Give the line with "Would you be able to point to the sneaker" again, along with every line below it to the end of the records, word for word.

(Recorded data)
· · · · · · ·

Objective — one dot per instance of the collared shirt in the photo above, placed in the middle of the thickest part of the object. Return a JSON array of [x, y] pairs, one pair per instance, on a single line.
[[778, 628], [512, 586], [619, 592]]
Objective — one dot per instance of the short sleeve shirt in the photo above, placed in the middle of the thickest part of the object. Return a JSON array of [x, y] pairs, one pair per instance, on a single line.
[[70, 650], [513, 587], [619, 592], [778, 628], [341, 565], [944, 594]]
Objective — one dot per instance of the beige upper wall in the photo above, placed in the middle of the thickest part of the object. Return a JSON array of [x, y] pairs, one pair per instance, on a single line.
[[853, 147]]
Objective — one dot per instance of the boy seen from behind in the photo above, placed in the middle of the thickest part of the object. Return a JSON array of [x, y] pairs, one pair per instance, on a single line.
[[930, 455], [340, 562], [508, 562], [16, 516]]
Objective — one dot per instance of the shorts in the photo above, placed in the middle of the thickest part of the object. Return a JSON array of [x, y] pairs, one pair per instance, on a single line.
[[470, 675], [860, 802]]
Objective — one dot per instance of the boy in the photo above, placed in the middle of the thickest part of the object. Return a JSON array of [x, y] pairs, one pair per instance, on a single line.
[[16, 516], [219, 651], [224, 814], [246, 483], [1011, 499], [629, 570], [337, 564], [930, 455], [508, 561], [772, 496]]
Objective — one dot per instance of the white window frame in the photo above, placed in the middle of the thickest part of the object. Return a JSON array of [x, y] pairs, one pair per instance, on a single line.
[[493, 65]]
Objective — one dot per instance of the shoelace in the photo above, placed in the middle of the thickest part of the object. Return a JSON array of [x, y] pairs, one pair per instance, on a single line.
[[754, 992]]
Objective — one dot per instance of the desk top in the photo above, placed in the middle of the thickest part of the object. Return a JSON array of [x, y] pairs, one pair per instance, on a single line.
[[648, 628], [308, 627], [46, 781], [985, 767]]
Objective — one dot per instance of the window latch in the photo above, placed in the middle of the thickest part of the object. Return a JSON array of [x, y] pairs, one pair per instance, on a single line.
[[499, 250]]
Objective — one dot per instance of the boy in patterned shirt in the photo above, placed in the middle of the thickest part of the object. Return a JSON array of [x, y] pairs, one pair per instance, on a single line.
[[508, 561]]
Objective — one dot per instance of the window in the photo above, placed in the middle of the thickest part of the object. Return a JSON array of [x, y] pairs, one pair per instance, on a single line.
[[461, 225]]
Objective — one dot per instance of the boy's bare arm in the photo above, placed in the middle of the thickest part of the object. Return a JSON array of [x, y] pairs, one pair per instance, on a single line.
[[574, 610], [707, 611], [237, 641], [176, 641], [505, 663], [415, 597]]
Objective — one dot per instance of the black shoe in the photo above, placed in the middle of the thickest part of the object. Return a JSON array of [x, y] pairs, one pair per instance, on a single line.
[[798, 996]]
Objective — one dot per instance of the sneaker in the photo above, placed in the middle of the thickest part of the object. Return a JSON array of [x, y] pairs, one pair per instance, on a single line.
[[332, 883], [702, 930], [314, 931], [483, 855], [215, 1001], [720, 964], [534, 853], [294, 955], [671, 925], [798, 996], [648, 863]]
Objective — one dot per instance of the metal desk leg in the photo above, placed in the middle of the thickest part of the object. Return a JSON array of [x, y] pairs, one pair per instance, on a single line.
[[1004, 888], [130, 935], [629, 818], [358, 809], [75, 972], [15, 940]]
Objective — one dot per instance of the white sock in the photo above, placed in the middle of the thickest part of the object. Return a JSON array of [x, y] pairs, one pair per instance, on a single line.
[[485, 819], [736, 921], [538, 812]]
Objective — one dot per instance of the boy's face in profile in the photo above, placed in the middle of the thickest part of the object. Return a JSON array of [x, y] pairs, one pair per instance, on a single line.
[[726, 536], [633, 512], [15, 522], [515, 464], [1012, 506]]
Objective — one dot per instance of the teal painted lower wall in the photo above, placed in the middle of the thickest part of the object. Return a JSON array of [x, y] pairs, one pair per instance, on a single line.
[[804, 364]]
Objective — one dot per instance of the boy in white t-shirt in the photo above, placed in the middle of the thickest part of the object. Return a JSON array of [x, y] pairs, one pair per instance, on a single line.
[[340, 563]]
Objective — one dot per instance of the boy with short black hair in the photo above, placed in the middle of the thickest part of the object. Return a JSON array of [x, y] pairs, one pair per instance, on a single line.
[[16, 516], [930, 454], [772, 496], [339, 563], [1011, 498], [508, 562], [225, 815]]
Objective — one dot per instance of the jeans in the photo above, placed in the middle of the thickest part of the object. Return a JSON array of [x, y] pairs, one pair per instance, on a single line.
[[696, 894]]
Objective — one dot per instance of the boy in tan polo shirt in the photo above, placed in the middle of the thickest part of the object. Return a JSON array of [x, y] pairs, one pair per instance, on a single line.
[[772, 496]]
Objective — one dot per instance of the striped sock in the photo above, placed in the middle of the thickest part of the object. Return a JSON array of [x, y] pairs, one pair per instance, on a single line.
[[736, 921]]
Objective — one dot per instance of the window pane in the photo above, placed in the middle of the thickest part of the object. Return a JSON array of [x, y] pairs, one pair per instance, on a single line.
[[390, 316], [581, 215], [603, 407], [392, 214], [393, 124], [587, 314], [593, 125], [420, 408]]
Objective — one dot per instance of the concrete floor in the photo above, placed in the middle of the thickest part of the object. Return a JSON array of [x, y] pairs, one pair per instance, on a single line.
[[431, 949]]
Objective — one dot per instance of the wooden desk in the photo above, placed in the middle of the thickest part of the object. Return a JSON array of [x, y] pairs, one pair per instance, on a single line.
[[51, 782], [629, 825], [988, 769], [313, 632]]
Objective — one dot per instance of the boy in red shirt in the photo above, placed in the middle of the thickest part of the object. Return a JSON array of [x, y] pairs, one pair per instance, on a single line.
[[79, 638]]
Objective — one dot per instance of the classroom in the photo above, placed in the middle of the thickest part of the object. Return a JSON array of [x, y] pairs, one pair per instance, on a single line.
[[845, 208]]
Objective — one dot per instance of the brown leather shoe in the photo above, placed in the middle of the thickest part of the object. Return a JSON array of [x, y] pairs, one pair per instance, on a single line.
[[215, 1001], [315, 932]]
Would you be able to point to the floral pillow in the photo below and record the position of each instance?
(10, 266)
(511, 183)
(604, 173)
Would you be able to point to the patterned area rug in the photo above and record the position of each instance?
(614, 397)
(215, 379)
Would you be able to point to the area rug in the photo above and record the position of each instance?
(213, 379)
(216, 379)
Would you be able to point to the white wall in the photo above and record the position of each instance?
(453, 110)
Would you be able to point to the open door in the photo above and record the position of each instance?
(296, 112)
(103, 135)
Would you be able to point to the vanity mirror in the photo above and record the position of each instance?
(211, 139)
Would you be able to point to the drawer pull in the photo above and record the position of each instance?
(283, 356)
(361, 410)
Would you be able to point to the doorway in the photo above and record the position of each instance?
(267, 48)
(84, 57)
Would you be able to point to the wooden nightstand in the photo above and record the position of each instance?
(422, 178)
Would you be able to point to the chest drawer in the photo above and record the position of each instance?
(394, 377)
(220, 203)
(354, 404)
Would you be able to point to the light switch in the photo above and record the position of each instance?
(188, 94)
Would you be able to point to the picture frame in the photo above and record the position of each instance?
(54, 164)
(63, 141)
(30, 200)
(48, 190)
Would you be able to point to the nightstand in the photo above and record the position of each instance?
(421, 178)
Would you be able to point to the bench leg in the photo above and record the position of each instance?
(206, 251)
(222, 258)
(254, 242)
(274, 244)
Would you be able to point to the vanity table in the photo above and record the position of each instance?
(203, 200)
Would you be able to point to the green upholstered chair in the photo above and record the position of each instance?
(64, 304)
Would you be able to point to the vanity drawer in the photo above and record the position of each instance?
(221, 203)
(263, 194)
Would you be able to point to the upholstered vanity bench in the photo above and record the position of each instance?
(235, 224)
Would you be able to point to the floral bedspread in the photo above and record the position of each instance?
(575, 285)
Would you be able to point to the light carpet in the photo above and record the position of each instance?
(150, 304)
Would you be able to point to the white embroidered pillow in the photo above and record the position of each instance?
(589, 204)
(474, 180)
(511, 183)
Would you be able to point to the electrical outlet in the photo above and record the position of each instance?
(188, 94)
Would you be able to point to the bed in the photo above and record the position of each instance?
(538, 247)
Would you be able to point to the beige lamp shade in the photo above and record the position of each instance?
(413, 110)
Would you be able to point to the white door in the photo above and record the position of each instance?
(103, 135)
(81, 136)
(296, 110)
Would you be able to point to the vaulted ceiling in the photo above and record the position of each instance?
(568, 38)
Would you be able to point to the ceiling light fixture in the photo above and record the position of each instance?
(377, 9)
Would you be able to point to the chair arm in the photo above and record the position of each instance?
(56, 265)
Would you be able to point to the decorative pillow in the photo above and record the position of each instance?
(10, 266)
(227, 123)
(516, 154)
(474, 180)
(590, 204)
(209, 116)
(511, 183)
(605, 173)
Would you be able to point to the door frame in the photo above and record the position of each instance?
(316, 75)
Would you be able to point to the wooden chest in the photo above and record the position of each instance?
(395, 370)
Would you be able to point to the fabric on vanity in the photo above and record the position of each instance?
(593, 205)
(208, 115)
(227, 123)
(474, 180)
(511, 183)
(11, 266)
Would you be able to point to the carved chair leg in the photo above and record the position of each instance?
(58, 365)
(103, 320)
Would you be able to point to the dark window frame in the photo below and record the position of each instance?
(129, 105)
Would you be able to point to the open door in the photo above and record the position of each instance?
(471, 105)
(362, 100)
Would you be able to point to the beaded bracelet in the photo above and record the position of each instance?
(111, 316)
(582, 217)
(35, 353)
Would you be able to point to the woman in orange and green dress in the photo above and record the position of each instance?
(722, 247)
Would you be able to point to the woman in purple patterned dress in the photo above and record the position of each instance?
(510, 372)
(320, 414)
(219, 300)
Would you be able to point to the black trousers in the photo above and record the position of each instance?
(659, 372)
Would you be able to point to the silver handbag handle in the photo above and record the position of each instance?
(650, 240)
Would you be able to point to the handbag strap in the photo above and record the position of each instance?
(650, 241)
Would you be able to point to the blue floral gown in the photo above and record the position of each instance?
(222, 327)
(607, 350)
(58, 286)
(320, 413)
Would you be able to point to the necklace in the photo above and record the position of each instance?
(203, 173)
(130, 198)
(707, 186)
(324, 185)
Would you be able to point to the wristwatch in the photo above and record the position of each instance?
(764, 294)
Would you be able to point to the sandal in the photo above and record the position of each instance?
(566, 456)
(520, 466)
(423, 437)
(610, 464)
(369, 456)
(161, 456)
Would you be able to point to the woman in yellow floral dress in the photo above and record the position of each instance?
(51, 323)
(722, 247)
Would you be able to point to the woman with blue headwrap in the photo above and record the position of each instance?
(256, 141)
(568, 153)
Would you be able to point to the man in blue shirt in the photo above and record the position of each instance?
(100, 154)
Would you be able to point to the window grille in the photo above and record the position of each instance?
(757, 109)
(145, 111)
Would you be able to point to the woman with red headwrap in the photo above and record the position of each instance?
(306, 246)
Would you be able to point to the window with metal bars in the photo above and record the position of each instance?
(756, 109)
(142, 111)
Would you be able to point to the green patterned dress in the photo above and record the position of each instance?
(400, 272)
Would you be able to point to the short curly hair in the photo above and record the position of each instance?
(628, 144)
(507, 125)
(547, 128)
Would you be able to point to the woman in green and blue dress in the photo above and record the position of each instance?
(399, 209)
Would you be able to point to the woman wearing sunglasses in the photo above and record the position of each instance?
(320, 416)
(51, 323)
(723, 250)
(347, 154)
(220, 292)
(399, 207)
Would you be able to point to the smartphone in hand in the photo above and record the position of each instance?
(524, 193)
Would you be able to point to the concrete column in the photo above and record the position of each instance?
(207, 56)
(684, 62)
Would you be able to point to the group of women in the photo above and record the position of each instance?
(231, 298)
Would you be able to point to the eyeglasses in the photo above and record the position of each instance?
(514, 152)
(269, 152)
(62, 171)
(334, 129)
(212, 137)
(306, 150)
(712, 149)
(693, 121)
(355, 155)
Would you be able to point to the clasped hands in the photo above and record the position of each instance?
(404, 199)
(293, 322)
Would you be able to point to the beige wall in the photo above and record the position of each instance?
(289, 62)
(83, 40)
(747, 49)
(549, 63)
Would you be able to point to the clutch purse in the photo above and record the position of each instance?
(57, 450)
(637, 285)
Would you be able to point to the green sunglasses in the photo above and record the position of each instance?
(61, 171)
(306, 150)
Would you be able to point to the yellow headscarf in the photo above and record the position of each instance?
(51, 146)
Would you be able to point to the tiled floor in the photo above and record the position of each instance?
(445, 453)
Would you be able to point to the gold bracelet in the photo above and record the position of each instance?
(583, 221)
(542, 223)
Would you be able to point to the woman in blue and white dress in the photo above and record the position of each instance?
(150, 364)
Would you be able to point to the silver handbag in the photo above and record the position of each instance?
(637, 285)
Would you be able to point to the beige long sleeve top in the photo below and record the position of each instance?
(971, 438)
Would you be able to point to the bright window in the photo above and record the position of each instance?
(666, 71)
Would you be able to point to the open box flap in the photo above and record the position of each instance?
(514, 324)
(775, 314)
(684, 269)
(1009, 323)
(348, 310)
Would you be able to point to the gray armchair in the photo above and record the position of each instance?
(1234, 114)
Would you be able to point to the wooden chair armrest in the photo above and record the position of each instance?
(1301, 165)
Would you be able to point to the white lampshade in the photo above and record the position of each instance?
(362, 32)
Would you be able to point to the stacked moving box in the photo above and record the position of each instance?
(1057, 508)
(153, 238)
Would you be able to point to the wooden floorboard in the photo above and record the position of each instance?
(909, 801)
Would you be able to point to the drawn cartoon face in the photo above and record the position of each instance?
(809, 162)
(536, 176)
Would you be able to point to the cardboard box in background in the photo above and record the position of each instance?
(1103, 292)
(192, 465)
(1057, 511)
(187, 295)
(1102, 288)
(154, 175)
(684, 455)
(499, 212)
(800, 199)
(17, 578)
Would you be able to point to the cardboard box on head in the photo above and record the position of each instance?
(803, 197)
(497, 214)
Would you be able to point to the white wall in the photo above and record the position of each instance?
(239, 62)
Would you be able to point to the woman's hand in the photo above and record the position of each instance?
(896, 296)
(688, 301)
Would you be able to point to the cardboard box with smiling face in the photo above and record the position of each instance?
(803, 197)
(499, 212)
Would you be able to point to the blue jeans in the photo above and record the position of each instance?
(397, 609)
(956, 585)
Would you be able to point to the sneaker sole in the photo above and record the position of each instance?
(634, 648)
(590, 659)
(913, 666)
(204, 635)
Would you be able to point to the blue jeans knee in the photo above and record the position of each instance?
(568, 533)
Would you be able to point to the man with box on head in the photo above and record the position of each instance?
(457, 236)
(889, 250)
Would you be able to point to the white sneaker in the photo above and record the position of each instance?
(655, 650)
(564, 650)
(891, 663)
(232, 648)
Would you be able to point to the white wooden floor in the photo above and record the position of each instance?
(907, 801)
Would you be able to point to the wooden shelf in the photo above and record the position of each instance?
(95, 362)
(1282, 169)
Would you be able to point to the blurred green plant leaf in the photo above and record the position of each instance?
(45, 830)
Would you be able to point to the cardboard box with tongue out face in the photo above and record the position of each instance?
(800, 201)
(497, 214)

· · · · · · ·

**Answer section:**
Would you be able to point to the sneaker sole in the photo above and record the position of each instance?
(634, 648)
(590, 659)
(913, 666)
(204, 635)
Would you be able to point to the blue jeans knee in the photo above and record the position of each instance?
(568, 533)
Would you be able to point to the man with box on head in the photo above and record the position of each instance?
(457, 236)
(889, 250)
Would you be able to point to the white sneaker in the photo above and record the position of each instance?
(655, 650)
(564, 650)
(891, 663)
(232, 648)
Would you be able to point to the white wooden floor in the photo above and record the position of each instance?
(907, 801)
Would you be able to point to the wooden shelf in the photo above and record the position of each instance?
(95, 362)
(1282, 169)
Would you be able to point to the blurred green plant leaf in the photo above and record the position of each instance?
(45, 830)
Would you be able to point to the cardboard box with tongue out face in the photo above and record the position of each instance?
(800, 201)
(497, 214)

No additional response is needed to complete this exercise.